[Problem to solve]
Rewrite the lines below as a numbered list, omitting any blank lines.

--------------------

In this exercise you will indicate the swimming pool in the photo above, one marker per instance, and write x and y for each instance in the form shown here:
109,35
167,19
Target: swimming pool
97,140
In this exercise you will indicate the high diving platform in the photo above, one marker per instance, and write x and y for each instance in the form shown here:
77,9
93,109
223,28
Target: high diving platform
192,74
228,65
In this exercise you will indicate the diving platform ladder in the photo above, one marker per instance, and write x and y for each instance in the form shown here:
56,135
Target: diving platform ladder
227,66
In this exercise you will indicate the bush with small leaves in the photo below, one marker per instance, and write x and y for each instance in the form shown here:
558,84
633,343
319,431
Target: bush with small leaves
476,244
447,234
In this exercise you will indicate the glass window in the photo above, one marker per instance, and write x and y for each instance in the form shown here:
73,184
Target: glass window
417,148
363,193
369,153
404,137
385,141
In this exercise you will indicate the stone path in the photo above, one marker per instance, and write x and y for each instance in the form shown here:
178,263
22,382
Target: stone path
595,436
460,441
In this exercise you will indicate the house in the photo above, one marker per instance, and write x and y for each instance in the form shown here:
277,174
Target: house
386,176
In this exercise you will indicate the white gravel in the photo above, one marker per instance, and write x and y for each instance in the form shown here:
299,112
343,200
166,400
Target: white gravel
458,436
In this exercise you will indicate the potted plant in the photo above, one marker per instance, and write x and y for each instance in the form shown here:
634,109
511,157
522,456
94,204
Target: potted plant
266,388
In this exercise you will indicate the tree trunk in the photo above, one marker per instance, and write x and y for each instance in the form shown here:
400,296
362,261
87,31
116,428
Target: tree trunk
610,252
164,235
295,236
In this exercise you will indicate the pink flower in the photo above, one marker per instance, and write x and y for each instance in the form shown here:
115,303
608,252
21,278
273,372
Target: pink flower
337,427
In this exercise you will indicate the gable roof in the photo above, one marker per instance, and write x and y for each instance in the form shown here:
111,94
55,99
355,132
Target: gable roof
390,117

--------------------

[Worked solution]
1. In this exercise you will indicate the swimming pool in the photo above, one marker per instance, and write x and y for each instance in the form shown here:
2. 109,35
3. 167,19
4. Target: swimming pool
5. 97,140
6. In this exercise you will indicate the high diving platform in the photo above, one marker per instance, and write x and y for each instance in the form shown here:
7. 77,9
8. 93,109
9. 223,28
10. Target: high diving platform
11. 192,74
12. 228,65
13. In this exercise you will indicate the diving platform ladder in the photo above, one marker per instance, and write x and y for each instance in the form shown here:
14. 56,135
15. Target: diving platform ladder
16. 227,66
17. In this exercise you will indicate the bush with small leaves in the photo below, one marker per instance, and write x and y for each instance in the form shown here:
18. 558,84
19. 633,343
20. 319,431
21. Target: bush with small leaves
22. 476,244
23. 447,234
24. In this exercise you will indicate the glass window in the photo above, one marker per instance, and write x and y for each instance in the form shown here:
25. 73,184
26. Target: glass window
27. 417,148
28. 363,193
29. 369,153
30. 404,137
31. 385,141
32. In this exercise you will indicate the stone path in the photo above, one marker per instance, and write x and y for each instance in the form shown here:
33. 178,263
34. 22,382
35. Target: stone path
36. 595,436
37. 460,441
38. In this exercise you will indicate the house in the photo above, one marker per instance, and write x and y for each instance in the form shown here:
39. 277,174
40. Target: house
41. 386,176
42. In this exercise you will indicate the white gravel in the photo above, one marker per instance, and write x and y for each instance in the form shown here:
43. 299,112
44. 343,200
45. 166,400
46. Target: white gravel
47. 458,436
48. In this exercise you will indicate the potted plant in the photo above, one marker per instance, and write x and y for each instance in the form shown here:
49. 634,109
50. 511,157
51. 522,456
52. 94,204
53. Target: potted plant
54. 266,388
55. In this exercise you will indicate the tree trunk in the photo above, one marker per instance, and write x and y for each instance in the form shown here:
56. 400,296
57. 362,261
58. 87,31
59. 116,428
60. Target: tree trunk
61. 610,252
62. 164,235
63. 295,236
64. In this exercise you will indicate the pink flower in the photo above, one marker per instance, and write x and y for each instance in the form shown here:
65. 115,303
66. 608,252
67. 21,278
68. 273,372
69. Target: pink flower
70. 337,427
71. In this exercise you will indicate the gable roof in the photo above, one marker per instance, and write x and y for each instance in the form shown here:
72. 111,94
73. 55,99
74. 355,132
75. Target: gable roof
76. 390,117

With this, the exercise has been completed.